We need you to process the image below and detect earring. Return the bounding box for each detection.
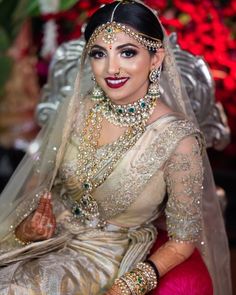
[91,75,105,101]
[148,66,161,97]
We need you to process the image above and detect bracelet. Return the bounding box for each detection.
[124,269,148,294]
[136,262,158,291]
[14,231,32,246]
[120,277,136,295]
[115,268,149,295]
[115,278,132,295]
[145,259,160,280]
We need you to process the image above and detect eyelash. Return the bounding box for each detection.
[89,50,106,59]
[121,49,137,58]
[89,49,138,59]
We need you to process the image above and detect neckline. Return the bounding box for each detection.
[96,112,184,150]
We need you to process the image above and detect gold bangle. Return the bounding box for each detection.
[115,278,132,295]
[136,262,158,291]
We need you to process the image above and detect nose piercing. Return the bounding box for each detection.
[114,68,122,78]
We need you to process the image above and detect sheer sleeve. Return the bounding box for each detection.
[163,135,204,243]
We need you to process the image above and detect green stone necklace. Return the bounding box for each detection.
[101,92,159,127]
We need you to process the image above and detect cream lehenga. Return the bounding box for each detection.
[0,1,232,295]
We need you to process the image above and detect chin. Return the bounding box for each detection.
[108,94,130,104]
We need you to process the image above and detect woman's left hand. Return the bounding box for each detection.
[105,284,123,295]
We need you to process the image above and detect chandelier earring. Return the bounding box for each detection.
[91,75,105,102]
[148,66,161,98]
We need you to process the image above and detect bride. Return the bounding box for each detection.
[0,1,231,294]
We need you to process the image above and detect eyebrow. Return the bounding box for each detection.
[90,43,139,51]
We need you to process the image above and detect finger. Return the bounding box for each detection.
[46,224,55,239]
[47,214,56,236]
[38,202,52,225]
[37,193,49,213]
[38,200,53,230]
[43,192,53,215]
[31,194,48,226]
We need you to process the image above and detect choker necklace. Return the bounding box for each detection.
[100,93,159,127]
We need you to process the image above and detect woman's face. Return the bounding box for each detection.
[89,31,163,105]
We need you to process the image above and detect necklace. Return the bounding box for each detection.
[63,103,146,228]
[100,92,159,127]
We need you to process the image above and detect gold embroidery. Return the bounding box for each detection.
[164,137,203,242]
[60,118,204,230]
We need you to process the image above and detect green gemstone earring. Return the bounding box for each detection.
[91,75,105,102]
[148,66,161,97]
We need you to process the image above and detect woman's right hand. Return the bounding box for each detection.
[15,192,56,243]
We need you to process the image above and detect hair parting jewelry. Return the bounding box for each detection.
[86,21,162,53]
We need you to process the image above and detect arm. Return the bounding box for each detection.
[149,135,203,276]
[107,135,204,294]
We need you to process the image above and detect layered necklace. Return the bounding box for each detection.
[100,92,158,127]
[63,92,158,228]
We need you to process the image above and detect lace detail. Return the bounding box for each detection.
[164,136,204,243]
[100,119,203,220]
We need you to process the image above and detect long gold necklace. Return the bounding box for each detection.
[68,103,145,227]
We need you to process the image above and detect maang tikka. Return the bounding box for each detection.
[148,66,161,97]
[86,1,162,53]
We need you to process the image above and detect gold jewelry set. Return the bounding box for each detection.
[101,92,158,127]
[115,262,158,294]
[91,66,161,127]
[66,104,146,228]
[86,21,162,53]
[66,0,162,228]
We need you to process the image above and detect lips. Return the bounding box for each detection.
[105,77,129,89]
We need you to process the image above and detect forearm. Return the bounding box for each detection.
[149,240,195,276]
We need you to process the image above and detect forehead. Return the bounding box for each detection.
[92,31,142,49]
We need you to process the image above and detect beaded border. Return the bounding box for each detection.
[86,21,163,52]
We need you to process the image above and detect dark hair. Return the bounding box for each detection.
[84,2,164,44]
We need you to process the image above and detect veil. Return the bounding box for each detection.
[0,1,232,294]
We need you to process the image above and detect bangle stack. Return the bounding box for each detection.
[115,261,159,295]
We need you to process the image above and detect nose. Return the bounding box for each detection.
[106,54,120,76]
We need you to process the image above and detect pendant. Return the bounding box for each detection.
[71,194,106,228]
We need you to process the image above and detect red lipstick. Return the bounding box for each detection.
[105,77,129,89]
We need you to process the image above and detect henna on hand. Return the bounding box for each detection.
[15,192,56,243]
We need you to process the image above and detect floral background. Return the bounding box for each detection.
[0,0,236,157]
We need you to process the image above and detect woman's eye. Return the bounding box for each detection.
[121,49,137,58]
[89,50,106,59]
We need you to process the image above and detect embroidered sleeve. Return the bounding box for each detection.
[163,135,204,243]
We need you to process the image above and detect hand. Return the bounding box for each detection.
[15,192,56,243]
[105,284,124,295]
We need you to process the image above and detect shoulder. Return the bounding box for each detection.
[148,100,175,125]
[147,102,205,155]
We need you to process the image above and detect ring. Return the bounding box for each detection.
[46,224,53,228]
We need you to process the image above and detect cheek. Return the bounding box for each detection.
[122,57,151,77]
[90,60,105,76]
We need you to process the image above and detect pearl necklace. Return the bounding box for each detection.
[100,93,159,127]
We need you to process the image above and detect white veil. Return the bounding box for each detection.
[0,1,232,294]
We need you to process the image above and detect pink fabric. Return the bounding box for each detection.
[148,230,213,295]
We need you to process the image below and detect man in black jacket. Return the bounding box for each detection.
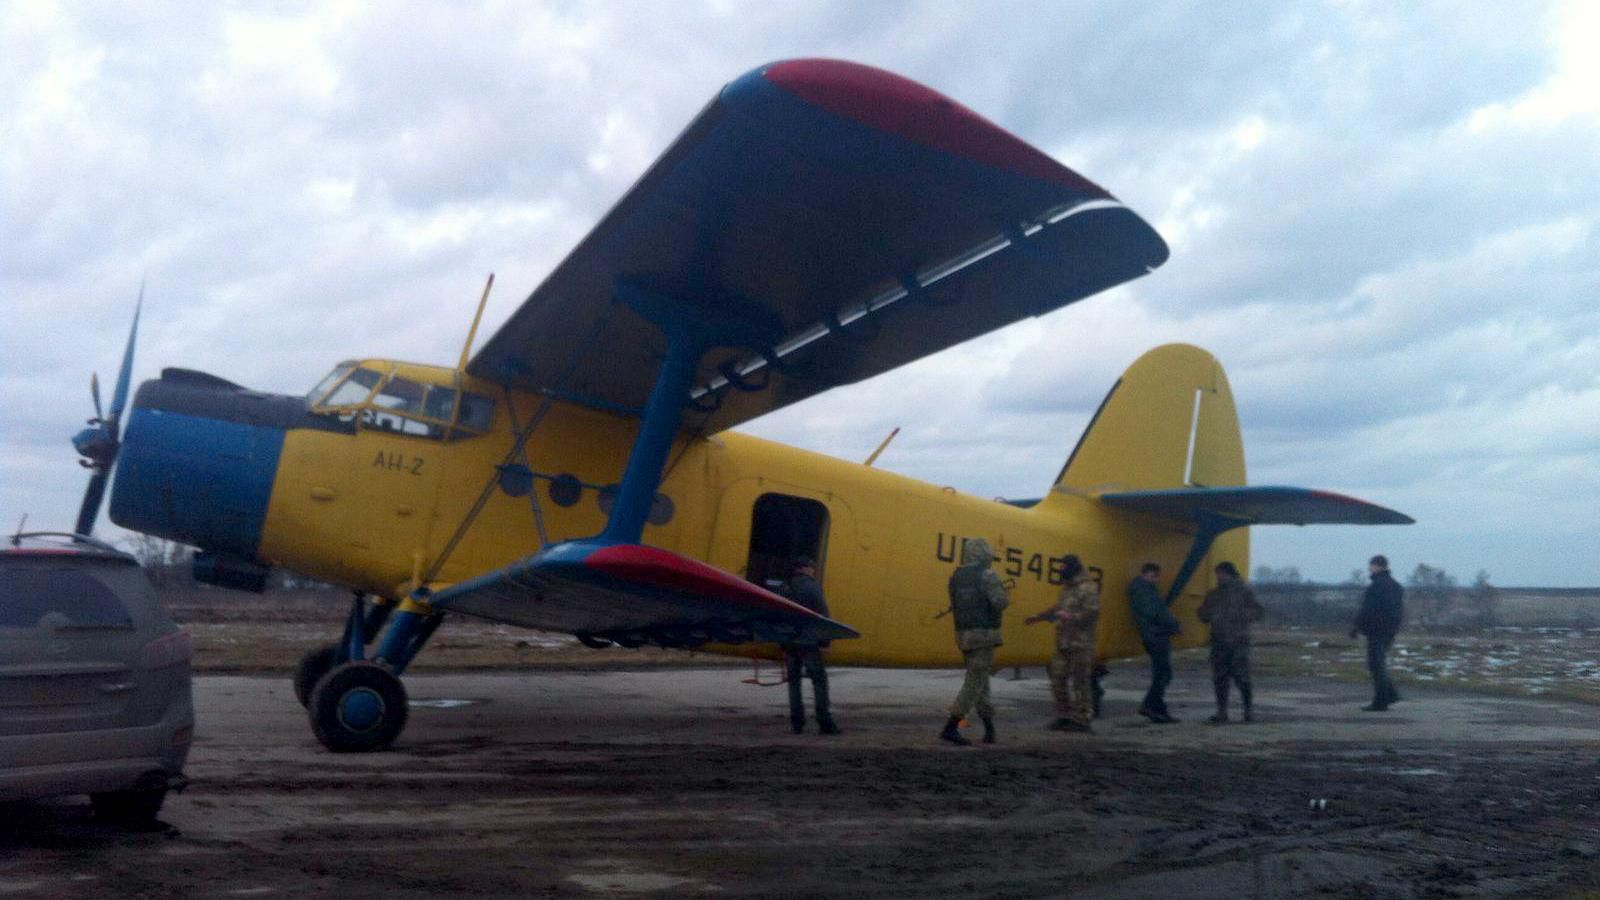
[1128,562,1181,724]
[782,557,840,734]
[1350,554,1405,711]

+ + + + +

__WHAT THE TASK ASKS__: Could you set down, exactly as written, every line from the one with "We need you to process the image below and detect man" to the end of the data, both ends included? Leave out the pictures.

__REPLY__:
We need you to process the image below and detect man in black jacket. Return the bounding box for each detection.
[1128,562,1181,724]
[782,557,840,734]
[1350,554,1405,711]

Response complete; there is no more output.